Exclude the pictures, and otherwise reproduce the data in full.

#### Data for processing

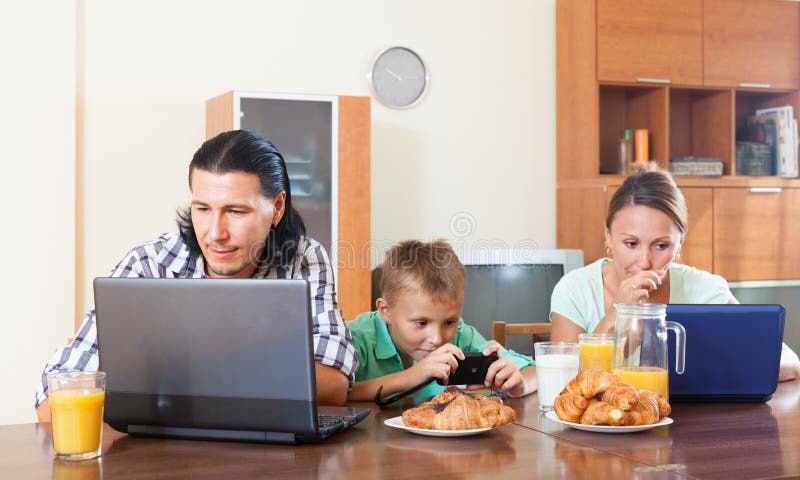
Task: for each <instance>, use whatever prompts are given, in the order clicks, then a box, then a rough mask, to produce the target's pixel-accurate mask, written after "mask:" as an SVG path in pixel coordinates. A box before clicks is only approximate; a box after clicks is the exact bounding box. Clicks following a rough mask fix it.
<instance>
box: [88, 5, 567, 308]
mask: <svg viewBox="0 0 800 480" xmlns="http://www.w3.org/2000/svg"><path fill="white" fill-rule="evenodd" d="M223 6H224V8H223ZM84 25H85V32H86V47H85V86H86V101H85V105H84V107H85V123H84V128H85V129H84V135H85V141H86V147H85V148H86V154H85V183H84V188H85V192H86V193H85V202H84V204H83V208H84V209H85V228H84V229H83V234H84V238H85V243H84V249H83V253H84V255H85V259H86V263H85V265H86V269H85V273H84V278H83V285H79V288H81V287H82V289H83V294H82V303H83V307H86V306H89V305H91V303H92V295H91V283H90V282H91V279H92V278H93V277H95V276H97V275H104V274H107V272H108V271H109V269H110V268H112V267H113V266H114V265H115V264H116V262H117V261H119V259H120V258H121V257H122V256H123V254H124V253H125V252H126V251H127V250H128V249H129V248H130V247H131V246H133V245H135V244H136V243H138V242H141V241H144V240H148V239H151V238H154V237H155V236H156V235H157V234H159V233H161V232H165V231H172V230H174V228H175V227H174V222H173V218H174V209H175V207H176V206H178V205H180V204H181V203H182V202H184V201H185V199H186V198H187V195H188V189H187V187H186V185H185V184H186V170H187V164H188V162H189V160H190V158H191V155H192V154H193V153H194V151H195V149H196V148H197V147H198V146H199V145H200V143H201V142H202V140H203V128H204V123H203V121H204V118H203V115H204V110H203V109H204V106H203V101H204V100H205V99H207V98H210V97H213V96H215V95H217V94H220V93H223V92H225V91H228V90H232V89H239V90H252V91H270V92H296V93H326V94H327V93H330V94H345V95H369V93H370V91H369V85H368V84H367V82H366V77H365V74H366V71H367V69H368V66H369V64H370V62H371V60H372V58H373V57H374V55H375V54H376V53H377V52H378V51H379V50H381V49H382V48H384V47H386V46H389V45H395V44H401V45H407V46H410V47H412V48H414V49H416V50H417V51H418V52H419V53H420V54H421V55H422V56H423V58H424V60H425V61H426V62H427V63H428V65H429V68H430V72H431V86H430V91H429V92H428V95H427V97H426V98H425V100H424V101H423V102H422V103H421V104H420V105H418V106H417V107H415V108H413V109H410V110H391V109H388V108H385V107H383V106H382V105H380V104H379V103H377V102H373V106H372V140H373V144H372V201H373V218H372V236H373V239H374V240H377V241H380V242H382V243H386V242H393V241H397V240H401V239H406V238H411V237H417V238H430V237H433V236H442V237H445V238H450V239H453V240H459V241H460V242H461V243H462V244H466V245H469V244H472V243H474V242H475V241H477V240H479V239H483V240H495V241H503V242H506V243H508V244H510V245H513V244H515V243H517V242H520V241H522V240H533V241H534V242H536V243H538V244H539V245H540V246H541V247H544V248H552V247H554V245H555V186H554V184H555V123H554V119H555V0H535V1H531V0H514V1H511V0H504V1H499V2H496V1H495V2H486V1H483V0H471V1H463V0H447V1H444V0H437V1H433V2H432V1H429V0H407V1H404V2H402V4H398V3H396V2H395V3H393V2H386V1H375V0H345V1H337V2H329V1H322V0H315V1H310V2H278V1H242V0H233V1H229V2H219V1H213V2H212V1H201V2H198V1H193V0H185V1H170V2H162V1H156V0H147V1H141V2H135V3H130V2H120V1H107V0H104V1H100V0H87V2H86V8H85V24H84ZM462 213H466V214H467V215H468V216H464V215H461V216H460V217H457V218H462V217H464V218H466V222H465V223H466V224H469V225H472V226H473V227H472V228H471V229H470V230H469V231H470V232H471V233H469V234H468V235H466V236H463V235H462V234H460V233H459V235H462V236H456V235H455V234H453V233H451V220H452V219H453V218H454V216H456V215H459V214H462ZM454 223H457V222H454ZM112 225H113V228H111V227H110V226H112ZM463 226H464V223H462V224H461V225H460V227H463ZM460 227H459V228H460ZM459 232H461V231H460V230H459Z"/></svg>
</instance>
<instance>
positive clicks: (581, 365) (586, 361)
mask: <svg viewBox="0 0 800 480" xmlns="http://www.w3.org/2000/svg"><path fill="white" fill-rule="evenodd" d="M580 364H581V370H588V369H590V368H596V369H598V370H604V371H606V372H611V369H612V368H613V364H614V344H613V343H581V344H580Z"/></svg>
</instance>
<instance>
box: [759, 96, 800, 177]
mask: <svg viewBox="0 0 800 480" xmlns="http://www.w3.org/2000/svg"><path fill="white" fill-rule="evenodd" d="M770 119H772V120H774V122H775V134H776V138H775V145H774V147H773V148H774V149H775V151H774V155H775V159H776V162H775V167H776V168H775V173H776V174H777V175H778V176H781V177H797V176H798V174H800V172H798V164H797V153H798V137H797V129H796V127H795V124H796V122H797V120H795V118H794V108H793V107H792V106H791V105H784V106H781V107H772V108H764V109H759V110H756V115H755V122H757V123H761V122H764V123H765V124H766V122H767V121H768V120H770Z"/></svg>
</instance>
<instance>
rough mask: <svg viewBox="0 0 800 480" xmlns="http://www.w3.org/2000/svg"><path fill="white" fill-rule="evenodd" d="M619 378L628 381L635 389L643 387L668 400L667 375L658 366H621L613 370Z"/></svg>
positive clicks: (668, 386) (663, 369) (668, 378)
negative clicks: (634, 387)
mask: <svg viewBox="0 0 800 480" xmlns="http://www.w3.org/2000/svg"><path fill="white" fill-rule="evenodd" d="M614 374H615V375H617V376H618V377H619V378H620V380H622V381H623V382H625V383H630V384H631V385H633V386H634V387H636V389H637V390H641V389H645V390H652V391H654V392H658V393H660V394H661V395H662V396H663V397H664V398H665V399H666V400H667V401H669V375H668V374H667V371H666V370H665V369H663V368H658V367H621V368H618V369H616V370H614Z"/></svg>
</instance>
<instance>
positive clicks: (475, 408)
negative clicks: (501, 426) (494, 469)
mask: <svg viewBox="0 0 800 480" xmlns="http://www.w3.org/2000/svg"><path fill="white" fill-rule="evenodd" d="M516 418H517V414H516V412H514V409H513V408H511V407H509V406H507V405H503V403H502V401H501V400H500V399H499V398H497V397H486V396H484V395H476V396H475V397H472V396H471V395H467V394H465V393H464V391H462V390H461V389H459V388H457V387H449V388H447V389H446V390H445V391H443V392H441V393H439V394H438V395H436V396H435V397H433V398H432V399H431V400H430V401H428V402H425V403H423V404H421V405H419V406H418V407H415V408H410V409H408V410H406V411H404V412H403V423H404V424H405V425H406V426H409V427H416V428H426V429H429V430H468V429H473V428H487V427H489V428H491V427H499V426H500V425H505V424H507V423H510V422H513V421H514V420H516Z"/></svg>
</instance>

########

» Output of the exercise:
Task: for each <instance>, use whatever prompts are given, in the order clicks, then a box, then a rough mask, to produce the target's pixel-accurate mask, written after "mask:" as an SVG path in pixel coordinates. A box before clicks is only approximate; a box after clicks is the exact bounding box. Clicks following a rough mask fix it.
<instance>
box: [88, 5, 567, 308]
mask: <svg viewBox="0 0 800 480" xmlns="http://www.w3.org/2000/svg"><path fill="white" fill-rule="evenodd" d="M223 6H224V8H223ZM84 25H85V32H86V47H85V86H86V101H85V105H84V107H85V123H84V128H85V129H84V135H85V141H86V147H85V148H86V154H85V183H84V188H85V192H86V193H85V202H84V204H83V208H84V209H85V228H84V229H83V234H84V238H85V243H84V249H83V253H84V255H85V259H86V263H85V265H86V269H85V273H84V278H83V285H79V288H81V287H82V289H83V294H82V303H83V307H86V306H89V305H91V303H92V295H91V283H90V282H91V279H92V278H93V277H95V276H97V275H104V274H107V272H108V271H109V269H110V268H112V267H113V266H114V265H115V264H116V262H117V261H119V259H120V258H121V257H122V256H123V254H124V253H125V252H126V251H127V250H128V249H129V248H130V247H131V246H133V245H135V244H136V243H138V242H141V241H144V240H148V239H151V238H154V237H155V236H156V235H157V234H159V233H161V232H165V231H172V230H174V228H175V227H174V222H173V218H174V209H175V207H176V206H178V205H180V204H181V203H182V202H184V201H185V199H186V198H187V195H188V189H187V187H186V185H185V184H186V170H187V164H188V162H189V160H190V158H191V155H192V154H193V153H194V151H195V149H196V148H197V147H198V146H199V145H200V143H201V142H202V140H203V128H204V123H203V121H204V118H203V115H204V110H203V109H204V106H203V101H204V100H205V99H207V98H210V97H213V96H215V95H217V94H220V93H223V92H225V91H228V90H232V89H239V90H252V91H270V92H296V93H326V94H327V93H330V94H345V95H369V93H370V91H369V85H368V84H367V82H366V77H365V74H366V71H367V69H368V66H369V64H370V62H371V60H372V58H373V57H374V55H375V54H376V53H377V52H378V51H379V50H381V49H382V48H384V47H386V46H389V45H395V44H401V45H407V46H410V47H412V48H414V49H416V50H417V51H418V52H419V53H420V54H421V55H422V56H423V58H424V60H425V61H426V62H427V63H428V65H429V68H430V72H431V86H430V91H429V92H428V95H427V97H426V98H425V100H424V101H423V102H422V103H421V104H420V105H418V106H417V107H415V108H413V109H410V110H391V109H388V108H385V107H383V106H382V105H380V104H379V103H377V102H373V106H372V140H373V144H372V201H373V218H372V236H373V239H374V240H377V241H380V242H382V243H386V242H393V241H397V240H401V239H406V238H411V237H417V238H430V237H433V236H442V237H445V238H450V239H453V240H459V241H460V242H461V243H462V244H466V245H469V244H472V243H474V242H475V241H477V240H479V239H483V240H495V241H503V242H506V243H508V244H510V245H513V244H515V243H517V242H520V241H522V240H533V241H534V242H536V243H538V244H539V245H540V246H541V247H544V248H552V247H554V245H555V186H554V184H555V123H554V119H555V0H535V1H531V0H514V1H511V0H504V1H499V2H496V1H495V2H486V1H483V0H471V1H463V0H447V1H444V0H437V1H433V2H432V1H429V0H407V1H404V2H402V4H398V3H396V2H395V3H393V2H386V1H375V0H345V1H337V2H329V1H322V0H315V1H310V2H278V1H242V0H233V1H229V2H219V1H213V2H212V1H201V2H198V1H193V0H185V1H170V2H162V1H156V0H147V1H141V2H135V3H130V2H120V1H107V0H104V1H100V0H87V2H86V8H85V24H84ZM462 213H466V214H467V215H468V216H464V215H461V216H460V217H457V218H462V217H464V218H466V222H465V223H466V224H469V225H472V226H473V227H472V228H471V229H470V230H469V231H470V232H471V233H469V234H468V235H466V236H463V235H462V234H460V233H459V235H462V236H456V235H455V234H453V233H451V220H452V219H453V218H454V216H456V215H459V214H462ZM454 223H457V222H454ZM112 225H113V228H111V227H110V226H112ZM463 226H464V223H462V224H461V225H460V227H463ZM460 227H459V228H460ZM459 232H461V231H460V230H459Z"/></svg>
</instance>
<instance>
positive clicks: (581, 365) (586, 361)
mask: <svg viewBox="0 0 800 480" xmlns="http://www.w3.org/2000/svg"><path fill="white" fill-rule="evenodd" d="M580 364H581V370H588V369H590V368H596V369H598V370H604V371H606V372H611V369H612V368H613V364H614V344H613V343H581V344H580Z"/></svg>
</instance>
<instance>
box: [759, 96, 800, 177]
mask: <svg viewBox="0 0 800 480" xmlns="http://www.w3.org/2000/svg"><path fill="white" fill-rule="evenodd" d="M770 119H772V120H774V122H775V134H776V138H775V145H774V147H773V148H774V149H775V151H774V155H775V159H776V162H775V167H776V168H775V173H776V174H777V175H778V176H781V177H797V176H798V174H800V172H798V164H797V153H798V137H797V129H796V127H795V124H796V122H797V120H795V118H794V108H793V107H792V106H791V105H784V106H781V107H772V108H764V109H759V110H756V115H755V122H757V123H761V122H764V123H765V124H766V122H767V121H768V120H770Z"/></svg>
</instance>
<instance>
rough mask: <svg viewBox="0 0 800 480" xmlns="http://www.w3.org/2000/svg"><path fill="white" fill-rule="evenodd" d="M619 378L628 381L635 389L643 387L668 400L667 375L658 366H621L613 370Z"/></svg>
positive clicks: (668, 386) (663, 369) (668, 378)
negative clicks: (634, 387)
mask: <svg viewBox="0 0 800 480" xmlns="http://www.w3.org/2000/svg"><path fill="white" fill-rule="evenodd" d="M614 374H615V375H617V376H618V377H619V378H620V380H622V381H623V382H625V383H630V384H631V385H633V386H634V387H636V389H637V390H641V389H645V390H652V391H654V392H658V393H660V394H661V395H662V396H663V397H664V398H665V399H666V400H667V401H669V375H668V374H667V371H666V370H665V369H663V368H658V367H621V368H618V369H616V370H614Z"/></svg>
</instance>
<instance>
positive clicks: (475, 408)
negative clicks: (501, 426) (494, 469)
mask: <svg viewBox="0 0 800 480" xmlns="http://www.w3.org/2000/svg"><path fill="white" fill-rule="evenodd" d="M516 418H517V414H516V412H514V409H513V408H511V407H509V406H507V405H503V403H502V401H501V400H500V399H499V398H497V397H486V396H484V395H476V396H475V397H472V396H471V395H467V394H465V393H464V391H462V390H461V389H459V388H457V387H449V388H447V389H446V390H445V391H443V392H441V393H439V394H438V395H436V396H435V397H433V398H432V399H431V400H430V401H428V402H425V403H423V404H421V405H419V406H418V407H415V408H410V409H408V410H406V411H404V412H403V423H404V424H405V425H406V426H409V427H416V428H426V429H429V430H468V429H473V428H487V427H489V428H491V427H499V426H500V425H505V424H507V423H510V422H513V421H514V420H516Z"/></svg>
</instance>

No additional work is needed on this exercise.